東京大学医学部附属病院循環器内科 特任臨床医
スタンフォード大学バイオデザイン グローバルファカルティ

本ワークショップでは、医療機器開発において観察結果から問題点の抽出を行い、ニーズステートメントを整理。ニーズ調査やニーズクライテリア作成までを実践しました。セッションは、講義パートとグループワークパートを交えて進められました。

最初に、医療機器ビジネスやバイオデザインプロセスの特徴について解説がありました。医療機器ビジネスが成立するには、有用性(ニーズ)・技術的実現正・事業性の3つが重なることが重要で、通常の商品開発よりも複雑なため戦略的に行わないと成功は難しいといいます。また、バイオデザインプロセスは、医療現場のニーズを基にした課題解決型イノベーションであり、ニーズ探索の段階から事業性を検証することが大切であることなどが語られました。

* _提示データ_
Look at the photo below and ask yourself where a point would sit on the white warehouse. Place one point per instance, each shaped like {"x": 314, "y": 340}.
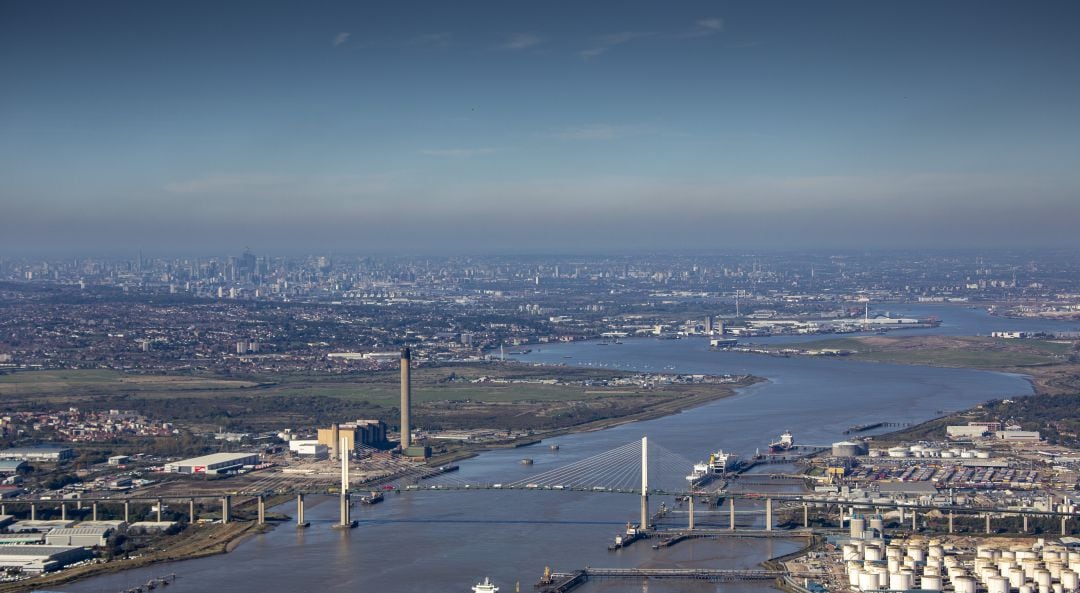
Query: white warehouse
{"x": 218, "y": 462}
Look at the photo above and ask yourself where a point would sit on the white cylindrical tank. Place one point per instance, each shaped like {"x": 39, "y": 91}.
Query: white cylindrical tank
{"x": 858, "y": 526}
{"x": 930, "y": 582}
{"x": 955, "y": 571}
{"x": 900, "y": 581}
{"x": 853, "y": 569}
{"x": 882, "y": 576}
{"x": 1069, "y": 579}
{"x": 963, "y": 584}
{"x": 853, "y": 573}
{"x": 867, "y": 581}
{"x": 1015, "y": 577}
{"x": 1042, "y": 578}
{"x": 997, "y": 584}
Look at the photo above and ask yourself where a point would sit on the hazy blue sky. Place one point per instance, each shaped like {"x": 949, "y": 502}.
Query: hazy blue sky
{"x": 490, "y": 125}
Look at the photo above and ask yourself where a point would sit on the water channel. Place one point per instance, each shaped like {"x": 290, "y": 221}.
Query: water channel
{"x": 427, "y": 541}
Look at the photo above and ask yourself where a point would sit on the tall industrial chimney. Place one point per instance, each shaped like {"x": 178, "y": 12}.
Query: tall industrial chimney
{"x": 406, "y": 398}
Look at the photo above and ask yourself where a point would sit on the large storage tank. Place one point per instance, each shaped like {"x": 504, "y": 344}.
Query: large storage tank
{"x": 997, "y": 584}
{"x": 963, "y": 584}
{"x": 848, "y": 448}
{"x": 858, "y": 526}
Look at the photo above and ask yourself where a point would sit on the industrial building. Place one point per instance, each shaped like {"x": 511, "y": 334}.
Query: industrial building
{"x": 309, "y": 448}
{"x": 964, "y": 431}
{"x": 370, "y": 433}
{"x": 84, "y": 536}
{"x": 41, "y": 558}
{"x": 9, "y": 467}
{"x": 218, "y": 462}
{"x": 39, "y": 453}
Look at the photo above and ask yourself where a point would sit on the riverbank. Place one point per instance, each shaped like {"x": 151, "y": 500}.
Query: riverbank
{"x": 196, "y": 541}
{"x": 657, "y": 410}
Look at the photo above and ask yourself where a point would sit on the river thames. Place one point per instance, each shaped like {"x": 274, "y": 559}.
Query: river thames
{"x": 426, "y": 541}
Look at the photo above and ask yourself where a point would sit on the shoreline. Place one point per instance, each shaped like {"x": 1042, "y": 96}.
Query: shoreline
{"x": 657, "y": 410}
{"x": 238, "y": 536}
{"x": 192, "y": 547}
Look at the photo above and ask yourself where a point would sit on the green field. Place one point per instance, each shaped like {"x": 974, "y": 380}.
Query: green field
{"x": 442, "y": 395}
{"x": 987, "y": 353}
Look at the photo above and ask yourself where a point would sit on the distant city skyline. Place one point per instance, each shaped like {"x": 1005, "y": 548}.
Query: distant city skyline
{"x": 437, "y": 126}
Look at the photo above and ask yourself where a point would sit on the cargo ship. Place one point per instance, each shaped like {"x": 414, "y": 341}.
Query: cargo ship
{"x": 486, "y": 587}
{"x": 719, "y": 463}
{"x": 372, "y": 498}
{"x": 786, "y": 442}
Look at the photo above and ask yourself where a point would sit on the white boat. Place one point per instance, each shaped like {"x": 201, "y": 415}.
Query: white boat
{"x": 719, "y": 463}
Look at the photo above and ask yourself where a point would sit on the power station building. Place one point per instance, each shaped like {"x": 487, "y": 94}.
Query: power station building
{"x": 370, "y": 433}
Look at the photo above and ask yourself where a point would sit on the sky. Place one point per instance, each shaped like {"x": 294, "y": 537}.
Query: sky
{"x": 445, "y": 126}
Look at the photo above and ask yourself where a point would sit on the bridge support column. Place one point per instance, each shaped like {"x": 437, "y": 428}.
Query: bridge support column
{"x": 299, "y": 511}
{"x": 645, "y": 483}
{"x": 346, "y": 520}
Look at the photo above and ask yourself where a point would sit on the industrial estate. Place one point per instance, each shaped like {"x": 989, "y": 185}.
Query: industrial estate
{"x": 238, "y": 398}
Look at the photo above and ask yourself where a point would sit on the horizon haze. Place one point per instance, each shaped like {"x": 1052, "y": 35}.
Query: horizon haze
{"x": 431, "y": 126}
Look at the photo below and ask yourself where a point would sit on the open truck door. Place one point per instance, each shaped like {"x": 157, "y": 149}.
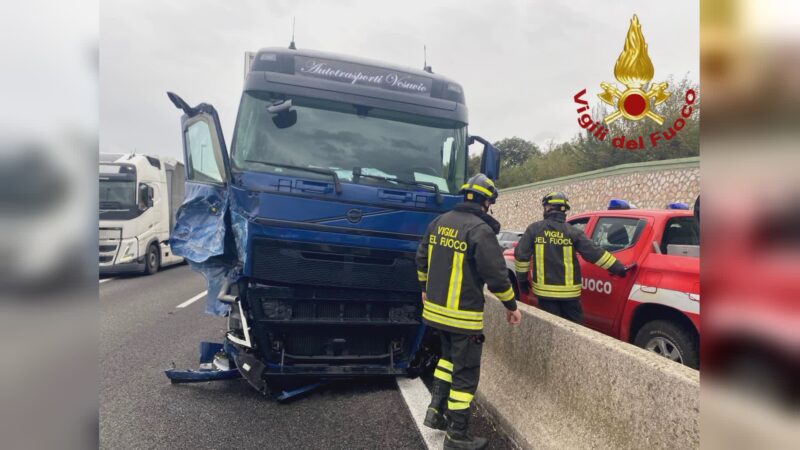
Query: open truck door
{"x": 199, "y": 231}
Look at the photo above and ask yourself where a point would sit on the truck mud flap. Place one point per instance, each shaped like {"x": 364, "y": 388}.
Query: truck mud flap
{"x": 215, "y": 364}
{"x": 253, "y": 370}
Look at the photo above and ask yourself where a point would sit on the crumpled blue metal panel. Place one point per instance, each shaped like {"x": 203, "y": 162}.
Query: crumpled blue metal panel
{"x": 199, "y": 232}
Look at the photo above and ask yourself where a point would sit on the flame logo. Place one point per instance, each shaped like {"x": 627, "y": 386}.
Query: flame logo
{"x": 634, "y": 69}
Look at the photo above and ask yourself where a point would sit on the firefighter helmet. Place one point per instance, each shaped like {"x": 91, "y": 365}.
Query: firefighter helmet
{"x": 557, "y": 199}
{"x": 481, "y": 185}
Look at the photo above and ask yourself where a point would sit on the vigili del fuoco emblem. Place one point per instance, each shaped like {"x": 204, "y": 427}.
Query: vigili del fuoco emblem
{"x": 635, "y": 70}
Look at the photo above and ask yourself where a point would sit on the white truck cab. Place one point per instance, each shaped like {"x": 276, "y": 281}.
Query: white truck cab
{"x": 139, "y": 195}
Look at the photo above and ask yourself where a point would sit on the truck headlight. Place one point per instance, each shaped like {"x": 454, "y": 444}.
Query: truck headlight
{"x": 129, "y": 253}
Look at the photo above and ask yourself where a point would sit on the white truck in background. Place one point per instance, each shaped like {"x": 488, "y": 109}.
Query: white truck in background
{"x": 139, "y": 196}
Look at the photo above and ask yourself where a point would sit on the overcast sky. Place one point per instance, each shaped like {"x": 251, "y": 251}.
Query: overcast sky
{"x": 520, "y": 62}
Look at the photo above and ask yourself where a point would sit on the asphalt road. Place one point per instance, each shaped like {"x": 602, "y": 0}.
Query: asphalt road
{"x": 142, "y": 332}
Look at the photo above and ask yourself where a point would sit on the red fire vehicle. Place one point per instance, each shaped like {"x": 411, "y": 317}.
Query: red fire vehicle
{"x": 657, "y": 306}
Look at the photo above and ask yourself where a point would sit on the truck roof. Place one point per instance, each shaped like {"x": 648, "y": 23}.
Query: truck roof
{"x": 316, "y": 69}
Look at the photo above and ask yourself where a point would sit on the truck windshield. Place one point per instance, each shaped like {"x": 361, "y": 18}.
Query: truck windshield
{"x": 345, "y": 138}
{"x": 117, "y": 194}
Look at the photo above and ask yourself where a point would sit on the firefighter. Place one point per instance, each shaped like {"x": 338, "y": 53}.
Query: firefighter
{"x": 553, "y": 244}
{"x": 457, "y": 255}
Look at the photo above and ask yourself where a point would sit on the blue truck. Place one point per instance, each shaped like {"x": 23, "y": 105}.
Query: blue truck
{"x": 307, "y": 230}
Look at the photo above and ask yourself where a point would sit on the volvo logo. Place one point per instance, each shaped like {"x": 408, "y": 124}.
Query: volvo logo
{"x": 354, "y": 215}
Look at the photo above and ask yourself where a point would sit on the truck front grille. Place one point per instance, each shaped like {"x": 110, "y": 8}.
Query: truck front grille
{"x": 306, "y": 264}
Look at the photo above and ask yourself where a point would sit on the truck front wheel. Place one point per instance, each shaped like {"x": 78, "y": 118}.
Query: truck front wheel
{"x": 152, "y": 261}
{"x": 670, "y": 340}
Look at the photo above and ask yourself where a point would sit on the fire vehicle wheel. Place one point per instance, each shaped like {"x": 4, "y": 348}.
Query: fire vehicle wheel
{"x": 151, "y": 260}
{"x": 669, "y": 340}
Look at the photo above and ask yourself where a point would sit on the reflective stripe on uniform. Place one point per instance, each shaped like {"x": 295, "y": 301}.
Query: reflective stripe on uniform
{"x": 455, "y": 314}
{"x": 522, "y": 266}
{"x": 459, "y": 400}
{"x": 456, "y": 276}
{"x": 442, "y": 375}
{"x": 445, "y": 364}
{"x": 568, "y": 269}
{"x": 506, "y": 295}
{"x": 540, "y": 263}
{"x": 451, "y": 322}
{"x": 466, "y": 315}
{"x": 606, "y": 261}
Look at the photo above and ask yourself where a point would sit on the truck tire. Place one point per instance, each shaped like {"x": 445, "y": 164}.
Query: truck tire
{"x": 152, "y": 260}
{"x": 670, "y": 340}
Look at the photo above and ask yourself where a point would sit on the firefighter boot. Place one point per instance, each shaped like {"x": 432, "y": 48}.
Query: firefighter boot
{"x": 434, "y": 417}
{"x": 458, "y": 436}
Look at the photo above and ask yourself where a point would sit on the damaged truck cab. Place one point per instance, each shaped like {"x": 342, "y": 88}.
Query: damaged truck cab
{"x": 307, "y": 230}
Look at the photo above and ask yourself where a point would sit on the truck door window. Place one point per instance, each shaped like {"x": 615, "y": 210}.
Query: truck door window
{"x": 680, "y": 231}
{"x": 580, "y": 223}
{"x": 202, "y": 163}
{"x": 617, "y": 233}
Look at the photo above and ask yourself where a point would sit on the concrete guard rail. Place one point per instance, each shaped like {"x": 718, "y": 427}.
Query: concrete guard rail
{"x": 551, "y": 384}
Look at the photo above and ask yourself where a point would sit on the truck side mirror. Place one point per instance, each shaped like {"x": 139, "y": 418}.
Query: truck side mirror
{"x": 145, "y": 196}
{"x": 490, "y": 159}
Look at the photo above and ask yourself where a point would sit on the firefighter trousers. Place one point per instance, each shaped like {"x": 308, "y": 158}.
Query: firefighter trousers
{"x": 459, "y": 369}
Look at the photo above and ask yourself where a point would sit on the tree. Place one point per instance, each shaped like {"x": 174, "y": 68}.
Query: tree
{"x": 516, "y": 151}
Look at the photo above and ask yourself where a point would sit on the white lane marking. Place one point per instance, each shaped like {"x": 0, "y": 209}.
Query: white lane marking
{"x": 417, "y": 399}
{"x": 192, "y": 300}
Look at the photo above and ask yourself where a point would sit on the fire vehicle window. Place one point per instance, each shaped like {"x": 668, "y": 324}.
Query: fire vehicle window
{"x": 681, "y": 231}
{"x": 580, "y": 223}
{"x": 617, "y": 233}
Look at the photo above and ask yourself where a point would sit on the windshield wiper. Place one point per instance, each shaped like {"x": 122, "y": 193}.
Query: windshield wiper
{"x": 336, "y": 184}
{"x": 358, "y": 173}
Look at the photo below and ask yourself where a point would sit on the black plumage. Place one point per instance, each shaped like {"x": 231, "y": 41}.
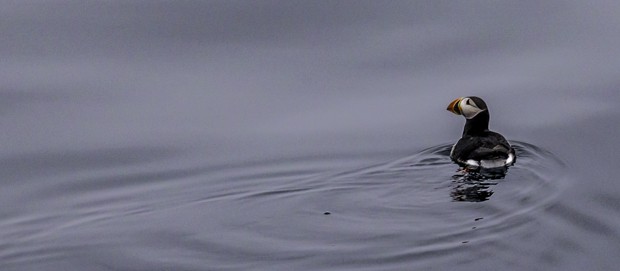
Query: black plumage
{"x": 478, "y": 145}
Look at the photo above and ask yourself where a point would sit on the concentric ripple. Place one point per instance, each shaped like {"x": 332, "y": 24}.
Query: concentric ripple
{"x": 306, "y": 213}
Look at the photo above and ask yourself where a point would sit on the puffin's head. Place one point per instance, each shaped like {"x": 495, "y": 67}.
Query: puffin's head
{"x": 469, "y": 107}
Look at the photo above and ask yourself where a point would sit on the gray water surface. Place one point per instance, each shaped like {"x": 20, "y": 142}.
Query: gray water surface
{"x": 301, "y": 135}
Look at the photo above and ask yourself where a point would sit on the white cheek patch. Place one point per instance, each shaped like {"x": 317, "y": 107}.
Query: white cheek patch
{"x": 469, "y": 110}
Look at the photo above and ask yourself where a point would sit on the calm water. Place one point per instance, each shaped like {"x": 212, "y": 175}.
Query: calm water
{"x": 300, "y": 135}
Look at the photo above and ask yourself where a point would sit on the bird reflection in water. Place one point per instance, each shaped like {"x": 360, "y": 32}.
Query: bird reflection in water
{"x": 475, "y": 186}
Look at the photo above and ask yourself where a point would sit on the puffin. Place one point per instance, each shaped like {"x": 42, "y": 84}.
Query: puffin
{"x": 479, "y": 148}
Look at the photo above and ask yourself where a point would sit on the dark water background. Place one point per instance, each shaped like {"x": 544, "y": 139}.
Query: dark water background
{"x": 216, "y": 135}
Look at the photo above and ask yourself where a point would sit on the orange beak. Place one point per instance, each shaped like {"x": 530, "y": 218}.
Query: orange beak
{"x": 455, "y": 106}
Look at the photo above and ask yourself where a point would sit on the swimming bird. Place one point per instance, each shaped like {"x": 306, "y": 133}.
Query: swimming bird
{"x": 479, "y": 147}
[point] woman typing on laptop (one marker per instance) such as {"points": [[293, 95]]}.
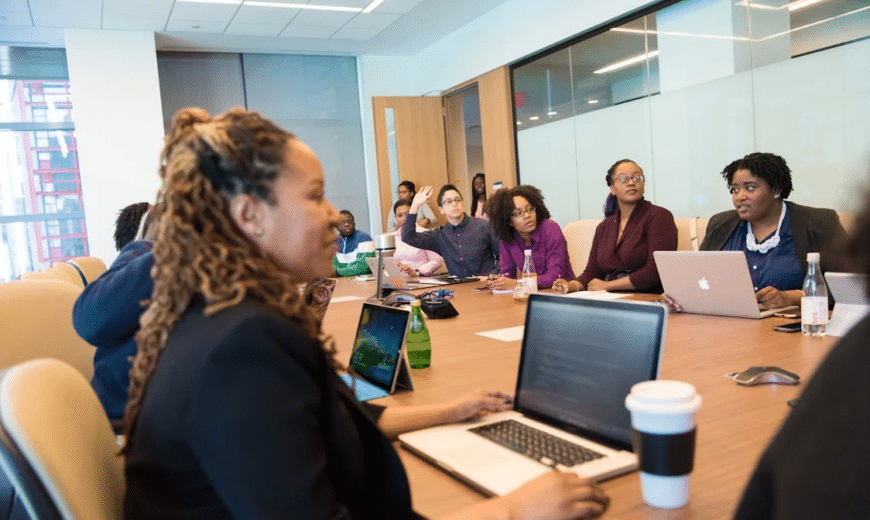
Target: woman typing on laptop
{"points": [[774, 234], [621, 258], [235, 409]]}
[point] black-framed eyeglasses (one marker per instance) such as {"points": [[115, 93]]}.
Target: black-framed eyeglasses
{"points": [[623, 179], [437, 295], [523, 213]]}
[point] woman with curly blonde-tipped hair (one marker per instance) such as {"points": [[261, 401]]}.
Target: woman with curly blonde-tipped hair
{"points": [[235, 409]]}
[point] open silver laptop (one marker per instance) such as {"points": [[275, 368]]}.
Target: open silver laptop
{"points": [[710, 282], [850, 301], [579, 360]]}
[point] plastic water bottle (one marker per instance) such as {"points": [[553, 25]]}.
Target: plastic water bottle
{"points": [[529, 277], [417, 341], [814, 304]]}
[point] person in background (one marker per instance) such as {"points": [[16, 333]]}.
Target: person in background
{"points": [[818, 465], [775, 234], [411, 260], [353, 248], [127, 226], [521, 220], [235, 408], [478, 188], [467, 244], [406, 191], [621, 258], [106, 313]]}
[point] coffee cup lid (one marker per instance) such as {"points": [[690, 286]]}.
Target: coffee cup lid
{"points": [[663, 396]]}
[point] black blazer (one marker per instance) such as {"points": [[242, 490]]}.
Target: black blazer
{"points": [[814, 229], [244, 418]]}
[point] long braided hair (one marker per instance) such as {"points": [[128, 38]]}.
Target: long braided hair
{"points": [[199, 251]]}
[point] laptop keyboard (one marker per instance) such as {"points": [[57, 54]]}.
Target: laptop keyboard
{"points": [[536, 444]]}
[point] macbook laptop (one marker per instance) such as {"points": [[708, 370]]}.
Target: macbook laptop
{"points": [[378, 361], [710, 282], [850, 301], [579, 360]]}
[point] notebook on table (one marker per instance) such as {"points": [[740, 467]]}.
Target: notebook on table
{"points": [[710, 282], [378, 359], [578, 361], [851, 303]]}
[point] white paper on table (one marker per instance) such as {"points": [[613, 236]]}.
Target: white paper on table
{"points": [[508, 334], [339, 299], [597, 295]]}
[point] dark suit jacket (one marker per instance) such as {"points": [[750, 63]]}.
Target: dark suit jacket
{"points": [[818, 465], [814, 229], [244, 418]]}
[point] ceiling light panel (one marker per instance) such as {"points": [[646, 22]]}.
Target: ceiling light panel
{"points": [[264, 15], [203, 12], [297, 31], [376, 20], [86, 14], [195, 26], [139, 9], [254, 29], [334, 19]]}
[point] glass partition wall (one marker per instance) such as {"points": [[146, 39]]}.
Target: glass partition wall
{"points": [[683, 88]]}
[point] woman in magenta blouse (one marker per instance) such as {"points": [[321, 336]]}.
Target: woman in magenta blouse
{"points": [[621, 258], [521, 221]]}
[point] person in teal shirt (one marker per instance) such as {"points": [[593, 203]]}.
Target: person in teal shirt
{"points": [[353, 248]]}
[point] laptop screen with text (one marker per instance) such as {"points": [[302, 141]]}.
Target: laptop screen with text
{"points": [[580, 359]]}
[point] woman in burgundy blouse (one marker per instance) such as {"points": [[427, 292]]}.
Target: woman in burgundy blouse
{"points": [[621, 258]]}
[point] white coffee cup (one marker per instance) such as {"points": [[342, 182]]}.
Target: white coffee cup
{"points": [[663, 420]]}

* _作業の指示_
医療機器開発ワークショップの報告文を、最後の文の後から続けて書いてください。 提示データの各行を参照する必要はありません。

* _解答例_
続いて、実例に基づいて観察と課題の特定を行います。まずは講師による実演で、糖尿病性足壊疽で右大腿切断をした患者をケースに、ペイシェントフローを作成して観察結果を理解し、課題をニーズに落とし込むまでの流れが示されました。また、抽出したニーズを基に、ニーズステートメントを作成する方法についても解説がありました。

グループワークでは、参加者自身が観察と課題の特定を行います。糖尿病と高血圧のある認知症患者が脳卒中になり、退院後も左上下肢に痙縮が残存。自宅で転倒して人工骨頭置換術を受けたというケースを例に、ペイシェントフローからニーズステートメントの作成までを実践しました。各グループからは「糖尿病高血圧患者にとって、脳出血を防ぐために、事前に簡単に予見する方法」「痙縮患者にとって、自宅で生活するために、万一転倒しても骨折しない方法」「服薬が必要な認知症患者にとって、服薬忘れを防ぐために、飲み忘れを知らせる方法」などのニーズステートメントが発表されました。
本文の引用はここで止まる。